[Bounding box annotation entries]
──────

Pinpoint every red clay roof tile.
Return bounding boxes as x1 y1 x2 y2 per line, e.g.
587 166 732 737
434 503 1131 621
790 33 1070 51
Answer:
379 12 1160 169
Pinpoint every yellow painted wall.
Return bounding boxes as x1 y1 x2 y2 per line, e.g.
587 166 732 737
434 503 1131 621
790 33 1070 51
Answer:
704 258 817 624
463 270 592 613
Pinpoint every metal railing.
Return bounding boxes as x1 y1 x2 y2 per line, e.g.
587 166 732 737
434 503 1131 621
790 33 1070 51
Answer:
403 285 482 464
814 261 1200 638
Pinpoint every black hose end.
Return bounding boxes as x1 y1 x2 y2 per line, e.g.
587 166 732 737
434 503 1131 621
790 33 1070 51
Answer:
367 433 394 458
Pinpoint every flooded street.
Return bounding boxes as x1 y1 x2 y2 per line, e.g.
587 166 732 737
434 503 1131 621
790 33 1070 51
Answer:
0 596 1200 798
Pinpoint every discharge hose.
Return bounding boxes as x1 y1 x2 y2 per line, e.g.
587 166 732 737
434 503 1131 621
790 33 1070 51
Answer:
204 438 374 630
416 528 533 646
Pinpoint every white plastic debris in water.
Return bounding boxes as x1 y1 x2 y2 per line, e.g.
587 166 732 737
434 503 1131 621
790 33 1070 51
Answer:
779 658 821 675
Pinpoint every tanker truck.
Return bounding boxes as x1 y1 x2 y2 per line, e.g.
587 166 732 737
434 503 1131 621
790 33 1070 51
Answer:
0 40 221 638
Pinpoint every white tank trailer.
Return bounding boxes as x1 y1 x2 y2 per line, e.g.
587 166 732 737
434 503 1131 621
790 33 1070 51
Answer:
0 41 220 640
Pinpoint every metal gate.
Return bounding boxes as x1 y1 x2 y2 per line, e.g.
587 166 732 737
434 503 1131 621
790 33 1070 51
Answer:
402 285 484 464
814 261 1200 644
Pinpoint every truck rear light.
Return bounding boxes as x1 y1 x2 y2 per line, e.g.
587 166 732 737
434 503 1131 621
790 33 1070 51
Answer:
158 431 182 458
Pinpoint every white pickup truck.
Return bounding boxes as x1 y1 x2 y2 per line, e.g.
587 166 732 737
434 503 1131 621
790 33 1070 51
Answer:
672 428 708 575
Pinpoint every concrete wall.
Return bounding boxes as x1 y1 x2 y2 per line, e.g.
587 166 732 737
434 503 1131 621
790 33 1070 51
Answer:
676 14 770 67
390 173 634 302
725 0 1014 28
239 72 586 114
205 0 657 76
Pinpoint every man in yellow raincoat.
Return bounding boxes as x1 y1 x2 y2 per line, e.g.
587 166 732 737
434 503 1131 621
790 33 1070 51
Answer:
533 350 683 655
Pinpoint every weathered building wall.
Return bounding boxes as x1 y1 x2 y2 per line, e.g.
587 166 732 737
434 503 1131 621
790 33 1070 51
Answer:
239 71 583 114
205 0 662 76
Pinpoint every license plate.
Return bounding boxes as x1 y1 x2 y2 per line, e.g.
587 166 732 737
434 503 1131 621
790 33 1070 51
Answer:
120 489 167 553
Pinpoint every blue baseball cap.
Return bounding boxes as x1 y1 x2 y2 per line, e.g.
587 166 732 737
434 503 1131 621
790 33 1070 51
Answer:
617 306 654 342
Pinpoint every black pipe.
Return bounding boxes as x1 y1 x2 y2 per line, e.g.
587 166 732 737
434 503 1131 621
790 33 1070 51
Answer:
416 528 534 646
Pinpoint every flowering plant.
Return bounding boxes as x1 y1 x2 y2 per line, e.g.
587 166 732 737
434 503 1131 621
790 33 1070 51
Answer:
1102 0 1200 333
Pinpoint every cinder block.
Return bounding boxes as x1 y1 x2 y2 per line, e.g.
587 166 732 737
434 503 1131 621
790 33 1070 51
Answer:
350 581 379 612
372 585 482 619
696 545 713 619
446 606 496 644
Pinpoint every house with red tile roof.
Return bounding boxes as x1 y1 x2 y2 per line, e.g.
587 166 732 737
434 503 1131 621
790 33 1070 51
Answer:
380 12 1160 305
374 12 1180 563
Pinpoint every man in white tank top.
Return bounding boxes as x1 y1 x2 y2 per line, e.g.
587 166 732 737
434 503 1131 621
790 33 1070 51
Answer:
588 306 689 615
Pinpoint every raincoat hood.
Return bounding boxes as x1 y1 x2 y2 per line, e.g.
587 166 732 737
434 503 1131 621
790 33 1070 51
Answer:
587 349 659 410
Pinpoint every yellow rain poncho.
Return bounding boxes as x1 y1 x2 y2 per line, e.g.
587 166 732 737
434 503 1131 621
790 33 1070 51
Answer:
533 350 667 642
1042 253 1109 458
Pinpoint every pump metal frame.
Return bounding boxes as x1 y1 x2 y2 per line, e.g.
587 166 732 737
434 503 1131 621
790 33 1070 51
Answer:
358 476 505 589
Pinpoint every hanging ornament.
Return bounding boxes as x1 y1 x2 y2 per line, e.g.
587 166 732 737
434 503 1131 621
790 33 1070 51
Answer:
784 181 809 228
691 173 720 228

──────

To do: Rewrite the records from the line containing "Pinpoint every yellow rain poncho." through the end, keeping every line and the requests unchanged. Multiply each coordinate in the answers by 1.35 and round to the nearest whole number, with halves rounded up.

Problem solution:
Pinpoint every yellow rain poncho.
Return bounding boxes as x1 y1 x2 y2 per line, e.g.
587 166 732 737
434 503 1131 621
790 33 1070 51
Answer:
720 473 900 867
1407 342 1497 618
Pinpoint every pump metal frame.
Return bounding boxes as x1 y1 x2 y2 per line, e.g.
587 166 732 737
434 503 1131 621
790 33 1070 51
Answer:
483 643 682 795
Pinpoint every hanging ornament.
Return bounding boxes as x1 y1 x2 y2 per line, e.g.
587 166 732 737
434 503 1131 621
790 33 1070 51
Answer:
1058 244 1092 308
933 234 972 308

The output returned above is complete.